Extract every line in the entries below that contains the word "present", reproducing each line in full.

WORKING DATA ::
━━━━━━

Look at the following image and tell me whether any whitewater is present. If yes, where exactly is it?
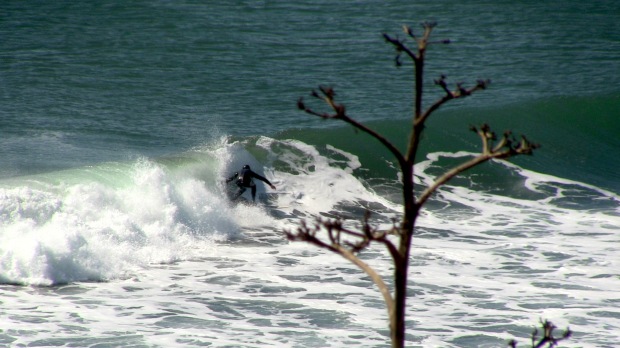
[0,137,620,347]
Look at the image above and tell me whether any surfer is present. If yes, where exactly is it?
[226,164,276,201]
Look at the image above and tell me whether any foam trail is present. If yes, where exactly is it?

━━━━━━

WRITTEN RESPONSE ::
Look at the following image and tell me whether any whitewater is present. If yes, where exactly is it?
Look at the image above and tell me whether any surfer is present. If yes, where exactly is it?
Look at the image above and tell me whether any foam trail is present. If yes, where exactly is it?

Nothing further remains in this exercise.